It can not be said that the provisions of the special legislation to be implemented in letter and spirit without thinking at the consequences and it can not be said that the ultimate object of the enactment is to be taken into consideration while dealing with the cases challenging the action initiated by the Bank under SARFAESI Act, 2002. For example, with a very laudable object, the Chapter-XVII was introduced in Negotiable Instruments Act, 1881 making the act of dishonour of cheque an ‘offence’ though civil remedy is also available for recovery of money. Section 139 of the N.I.Act says that there would be presumption available in favour of the Complainant that the cheque is issued for discharging a legally enforceable debt. Despite such clear wording and special provisions dealing even with the procedure in cheque bouncing cases, the Courts have interpreted the provisions from time to time protecting the rights of the innocent and providing protection to the innocent against motivated harassment using the special law. As such, the rights of the innocent or the innocent owners or the debtors are to be protected under SARFAESI Act, 2002 and the remedy should really be effective and adjudication to be really logical. I have seen a wonderful judgment of a bench of Madras High Court comprising Hon’ble Mr.Justice F.M.Ibrahim Kalifulla & Justice N.Kirubakaran in W.P. No. 15272 of 2009. It was a case where the High Court has taken a serious view of procedural irregularities committed by the Bank using the provisions of SARFAESI Act and provided an instant relief to the aggrieved.
The reference to the legal position in the said judgment is as follows:
“The object of the Securitisation and Reconstruction of Financial Assets and Enforcement of Security Interest Act, 2002 is to regulate Securitisation and Reconstruction of Financial Assets and Enforcement of Security Interest and for matters connected therewith or incidental thereto and the Act came into force on 17-12-2002. The Act aims at speedy recovery of defaulting loans and to reduce the mounting levels of non-performing assets of banks and financial institutions. The Act has been passed based on the recommendations of Narasimham Committee I and II and Andhyarujina Committee constituted by the Central Government for the purpose of examining banking sector reforms and to consider the need for changes in the legal system in respect of these areas. The provisions of the would enable the banks and financial institutions to realise long-term assets, manage problems of liquidity and asset liability mismatches and to improve recovery by exercising powers to take possession of securities, sell them and reduce non-performing assets by adopting measures for recovery or reconstruction.

## Given entries
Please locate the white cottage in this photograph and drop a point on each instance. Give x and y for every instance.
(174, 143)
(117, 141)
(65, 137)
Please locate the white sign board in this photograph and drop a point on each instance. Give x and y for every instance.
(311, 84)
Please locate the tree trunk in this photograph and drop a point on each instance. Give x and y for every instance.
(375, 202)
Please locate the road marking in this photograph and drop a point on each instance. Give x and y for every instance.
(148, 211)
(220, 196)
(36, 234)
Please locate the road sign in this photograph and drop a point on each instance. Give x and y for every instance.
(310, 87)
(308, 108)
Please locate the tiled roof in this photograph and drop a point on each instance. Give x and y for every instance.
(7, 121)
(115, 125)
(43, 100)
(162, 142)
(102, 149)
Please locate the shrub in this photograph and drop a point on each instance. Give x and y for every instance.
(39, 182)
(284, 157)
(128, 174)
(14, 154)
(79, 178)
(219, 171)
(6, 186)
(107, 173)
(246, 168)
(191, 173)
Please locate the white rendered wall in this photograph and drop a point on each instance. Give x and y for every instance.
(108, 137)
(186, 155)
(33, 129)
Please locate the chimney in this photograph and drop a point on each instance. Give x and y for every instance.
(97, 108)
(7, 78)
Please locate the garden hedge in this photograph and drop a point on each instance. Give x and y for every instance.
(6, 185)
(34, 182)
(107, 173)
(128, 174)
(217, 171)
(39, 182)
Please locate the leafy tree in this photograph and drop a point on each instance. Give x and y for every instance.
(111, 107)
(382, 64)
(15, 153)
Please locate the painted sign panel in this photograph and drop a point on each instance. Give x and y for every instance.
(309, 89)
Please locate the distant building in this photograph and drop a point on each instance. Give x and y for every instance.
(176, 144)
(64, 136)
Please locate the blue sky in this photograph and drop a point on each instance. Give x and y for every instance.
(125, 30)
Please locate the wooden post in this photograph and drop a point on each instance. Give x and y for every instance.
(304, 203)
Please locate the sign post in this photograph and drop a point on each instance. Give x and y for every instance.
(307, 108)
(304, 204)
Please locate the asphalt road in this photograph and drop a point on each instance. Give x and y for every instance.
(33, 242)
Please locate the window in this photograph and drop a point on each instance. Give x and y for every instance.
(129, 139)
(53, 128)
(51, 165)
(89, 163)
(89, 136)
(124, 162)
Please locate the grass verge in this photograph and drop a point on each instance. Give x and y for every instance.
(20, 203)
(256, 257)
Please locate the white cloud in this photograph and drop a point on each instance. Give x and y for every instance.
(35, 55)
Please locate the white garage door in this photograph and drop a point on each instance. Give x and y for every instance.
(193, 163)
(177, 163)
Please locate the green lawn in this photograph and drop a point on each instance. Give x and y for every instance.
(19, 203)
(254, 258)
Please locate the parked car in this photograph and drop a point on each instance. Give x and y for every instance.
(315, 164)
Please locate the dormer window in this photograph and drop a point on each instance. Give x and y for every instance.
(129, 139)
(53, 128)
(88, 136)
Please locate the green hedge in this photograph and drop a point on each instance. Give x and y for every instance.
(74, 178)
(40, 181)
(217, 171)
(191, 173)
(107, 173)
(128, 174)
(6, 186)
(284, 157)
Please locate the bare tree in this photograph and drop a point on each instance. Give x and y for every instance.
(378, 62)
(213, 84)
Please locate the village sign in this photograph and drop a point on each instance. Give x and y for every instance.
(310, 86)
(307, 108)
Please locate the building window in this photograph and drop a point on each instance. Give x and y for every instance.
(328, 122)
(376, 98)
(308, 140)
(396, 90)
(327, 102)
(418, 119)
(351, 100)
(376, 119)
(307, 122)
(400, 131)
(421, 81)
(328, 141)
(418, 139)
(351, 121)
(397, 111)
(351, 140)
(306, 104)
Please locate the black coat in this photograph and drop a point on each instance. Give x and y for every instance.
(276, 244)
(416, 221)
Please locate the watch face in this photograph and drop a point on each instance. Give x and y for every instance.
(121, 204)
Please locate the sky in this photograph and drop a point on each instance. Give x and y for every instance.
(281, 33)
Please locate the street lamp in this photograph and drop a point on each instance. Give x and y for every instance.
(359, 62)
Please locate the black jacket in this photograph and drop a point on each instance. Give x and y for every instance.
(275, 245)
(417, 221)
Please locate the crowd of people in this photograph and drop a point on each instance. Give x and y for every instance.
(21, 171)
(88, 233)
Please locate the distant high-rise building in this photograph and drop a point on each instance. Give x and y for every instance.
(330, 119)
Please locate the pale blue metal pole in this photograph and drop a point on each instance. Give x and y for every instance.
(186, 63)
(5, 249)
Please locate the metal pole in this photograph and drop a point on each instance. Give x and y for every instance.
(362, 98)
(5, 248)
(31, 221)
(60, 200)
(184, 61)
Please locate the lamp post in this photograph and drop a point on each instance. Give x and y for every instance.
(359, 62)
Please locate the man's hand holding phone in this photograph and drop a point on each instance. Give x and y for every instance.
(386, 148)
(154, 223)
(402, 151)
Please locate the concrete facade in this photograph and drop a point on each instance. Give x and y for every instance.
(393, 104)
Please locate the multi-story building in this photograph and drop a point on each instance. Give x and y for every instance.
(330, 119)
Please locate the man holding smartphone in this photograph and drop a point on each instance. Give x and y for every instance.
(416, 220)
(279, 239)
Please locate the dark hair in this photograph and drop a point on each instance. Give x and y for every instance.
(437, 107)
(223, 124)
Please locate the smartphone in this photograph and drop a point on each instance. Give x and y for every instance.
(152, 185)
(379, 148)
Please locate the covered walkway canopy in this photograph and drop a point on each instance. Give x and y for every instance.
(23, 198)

## Task to complete
In the passage on the SARFAESI Act, on what date did the Act come into force?

## Answer to the exercise
17-12-2002